• **Questions on the material**:
(a) Answer these questions using the article on Indian mangoes.
(i) In what year did the European Union impose its ban on Indian mangoes?
(ii) Which countries supply most of the mangoes imported to the U.S.?
(iii) How many trees did Akbar the Great's mango orchard reportedly contain?
(b) List every country named in the article on Indian mangoes.
(c) Extend the article on Indian mangoes beyond its final paragraph.

In 2007 David Karp, a Los Angeles-based fruit expert and University of California, Riverside researcher wrote a New York Times article about Indian mangoes – “India is to mangoes as Bordeaux is to wine,” he wrote. “It’s their center of origin and diversity and excellence, and there’s nothing better than a great Alphonso mango.”
In 1989 the United States imposed an import ban on Indian mangoes citing concern over non-native fruit flies. The same ban was imposed by the European Union in 2014. The Indian government has always maintained that these bans were, and still are totally arbitrary.
Even though the ban in the United States was lifted in 2007, most retailers in the United States already have well established supply chains with farmers in South America, so finding Indian mango here isn’t easy for many people unless you live close to an Indian grocery. And even if you do, mango is not easy to import, especially in small numbers. Because of this, and because of the decades long ban on imports, entire generations of Americans, as well as Indian ex-patriots have had to go without enjoying what many claim is the most delicious mango variety of them all – the Alphonso Mango.
You can go to YouTube right now and search for Alphonso Mango and see for yourself the reactions of people trying it for the first time. But maybe the most wholesome thing you’ve seen in a long time is seeing the expression on the faces of Indians who are tasting it, not for the first time, but for the first time in many years. There is something about this mango that reminds them of home. And the taste of nostalgia is always sweet – and sweeter still when it’s an Alphonso Mango!
From Mango Lassi to Aam ka Achaar (raw mango pickles), Indians and, in fact, all South Asians have long had a love affair with mangoes. Mango is the national fruit of India, the mango tree is the national tree of Bangladesh, and in ancient times, the Mauryan emperor Ashoka is said to have ordered the planting of mango trees along imperial roads for their fruit and shade. Akbar the Great (1556–1605) is said to have planted a mango orchard of over 100,000 trees! He really liked mangoes.
The sad reality is that many of us here in the United States have probably never heard of the different varieties of Indian mango, let alone tasted one, even though in India alone there are over 1000 varieties and over 40% of all mango production takes place in India. Most mangoes imported to the U.S. come from South America, mostly Mexico, Peru, and Brazil.

• **Data extracts**:
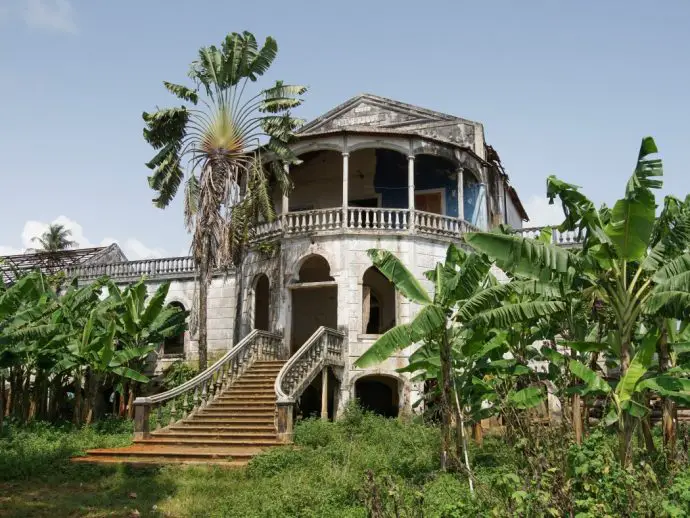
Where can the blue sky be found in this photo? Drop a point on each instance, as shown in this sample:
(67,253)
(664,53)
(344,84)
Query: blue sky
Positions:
(566,88)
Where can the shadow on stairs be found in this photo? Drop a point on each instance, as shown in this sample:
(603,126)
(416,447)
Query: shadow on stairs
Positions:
(229,431)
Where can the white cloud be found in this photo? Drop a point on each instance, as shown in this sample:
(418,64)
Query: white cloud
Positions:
(133,248)
(57,15)
(541,213)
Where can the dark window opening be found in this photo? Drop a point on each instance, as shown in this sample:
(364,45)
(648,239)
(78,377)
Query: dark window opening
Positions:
(261,303)
(175,344)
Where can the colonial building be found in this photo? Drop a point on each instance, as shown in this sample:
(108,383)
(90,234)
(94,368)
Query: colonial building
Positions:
(374,173)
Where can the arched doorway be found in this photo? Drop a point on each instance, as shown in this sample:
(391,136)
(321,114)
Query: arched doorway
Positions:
(378,302)
(379,394)
(314,301)
(261,302)
(174,345)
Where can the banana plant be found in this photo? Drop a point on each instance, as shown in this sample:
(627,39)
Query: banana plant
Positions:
(213,143)
(142,325)
(639,268)
(465,295)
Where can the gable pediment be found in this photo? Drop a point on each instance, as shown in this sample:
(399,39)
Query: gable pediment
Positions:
(371,112)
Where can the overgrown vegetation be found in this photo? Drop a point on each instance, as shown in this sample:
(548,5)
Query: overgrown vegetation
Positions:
(360,466)
(65,348)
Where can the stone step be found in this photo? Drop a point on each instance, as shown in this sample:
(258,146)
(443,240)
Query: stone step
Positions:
(220,434)
(238,410)
(156,461)
(245,397)
(244,403)
(258,378)
(243,389)
(206,442)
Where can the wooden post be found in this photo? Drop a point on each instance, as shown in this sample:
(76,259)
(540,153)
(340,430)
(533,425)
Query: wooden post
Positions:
(461,193)
(141,421)
(286,201)
(324,394)
(284,422)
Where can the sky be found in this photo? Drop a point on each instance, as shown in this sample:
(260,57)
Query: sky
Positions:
(565,88)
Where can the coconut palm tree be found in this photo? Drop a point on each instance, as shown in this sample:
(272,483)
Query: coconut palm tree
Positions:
(56,238)
(465,296)
(217,143)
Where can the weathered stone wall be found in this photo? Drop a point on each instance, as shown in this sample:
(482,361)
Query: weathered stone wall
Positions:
(514,217)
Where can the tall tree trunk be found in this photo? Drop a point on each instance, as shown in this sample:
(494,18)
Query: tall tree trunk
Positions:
(668,424)
(91,385)
(446,398)
(2,401)
(123,400)
(626,420)
(77,399)
(130,401)
(646,427)
(577,418)
(26,397)
(478,433)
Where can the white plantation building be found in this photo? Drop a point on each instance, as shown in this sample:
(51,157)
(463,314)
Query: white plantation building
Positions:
(375,173)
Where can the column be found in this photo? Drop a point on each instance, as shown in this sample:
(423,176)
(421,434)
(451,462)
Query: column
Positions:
(461,193)
(410,189)
(346,175)
(286,201)
(324,394)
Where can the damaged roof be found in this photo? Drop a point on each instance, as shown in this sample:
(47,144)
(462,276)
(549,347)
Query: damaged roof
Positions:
(13,266)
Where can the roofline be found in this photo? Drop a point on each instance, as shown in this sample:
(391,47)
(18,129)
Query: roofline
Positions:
(517,203)
(386,100)
(330,133)
(93,249)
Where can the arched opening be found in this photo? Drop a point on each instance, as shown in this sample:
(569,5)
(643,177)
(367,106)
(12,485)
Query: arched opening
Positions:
(378,302)
(314,301)
(261,302)
(379,394)
(436,185)
(315,269)
(174,345)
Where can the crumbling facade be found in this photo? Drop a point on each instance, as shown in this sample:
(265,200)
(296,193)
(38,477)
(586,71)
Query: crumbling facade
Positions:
(375,173)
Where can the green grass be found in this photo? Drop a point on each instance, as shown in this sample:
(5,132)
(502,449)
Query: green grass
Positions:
(338,469)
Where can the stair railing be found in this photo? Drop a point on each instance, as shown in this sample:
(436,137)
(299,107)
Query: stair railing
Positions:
(185,400)
(326,347)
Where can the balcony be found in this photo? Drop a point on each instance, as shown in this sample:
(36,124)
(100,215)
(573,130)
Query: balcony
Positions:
(363,220)
(168,267)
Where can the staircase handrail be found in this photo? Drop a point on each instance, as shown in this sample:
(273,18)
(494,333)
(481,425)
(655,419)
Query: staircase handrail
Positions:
(316,353)
(196,393)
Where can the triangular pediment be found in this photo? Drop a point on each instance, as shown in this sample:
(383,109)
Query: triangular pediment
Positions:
(368,111)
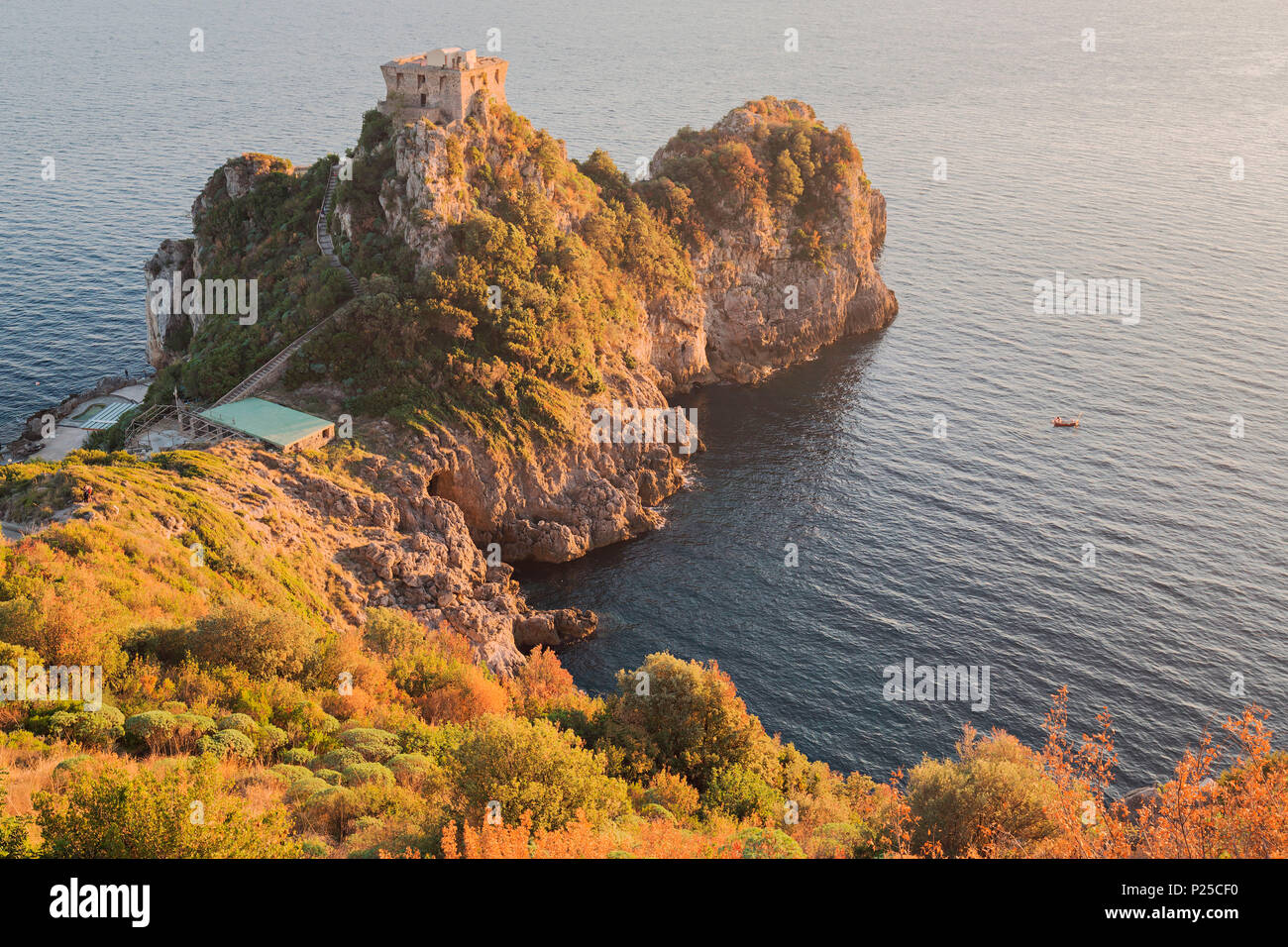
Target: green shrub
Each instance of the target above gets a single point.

• **Answers to the exercises**:
(a)
(i) 2014
(ii) Mexico, Peru, and Brazil
(iii) Over 100,000

(b) India, the United States, Bangladesh, Mexico, Peru, Brazil

(c)
From a logistics point of view this makes sense. It’s a much shorter trip from Brazil to the United States, then it is from India. So even though the 1989 embargo was lifted in 2007, virtually no Indian grown mangoes make it to the U.S. market (0.18 percent in 2017).
More recent news is not much better. The 2020 Indian mango market hit a major snag with COVID-19. Indian mangoes are a luxury item, and the cost to import them is not cheap. Many retailers didn’t want to take the risk of importing something that might sit on the shelf and spoil. Combine that with India’s strict COVID-19 regulations and Indian mango exports virtually halted. It was truly a dark and lonely time to be an Indian-American longing for a taste of home.
The taste of mango signals summer has arrived for most Indians and it’s unfortunate that the only thing available for many in the U.S. is the inferior variety found on most store shelves. There is nothing like the sweet decadent flavor of a ripe Alphonso. The Tommy Atkins variety most commonly found in American grocery stores is bland and full of fibers by comparison.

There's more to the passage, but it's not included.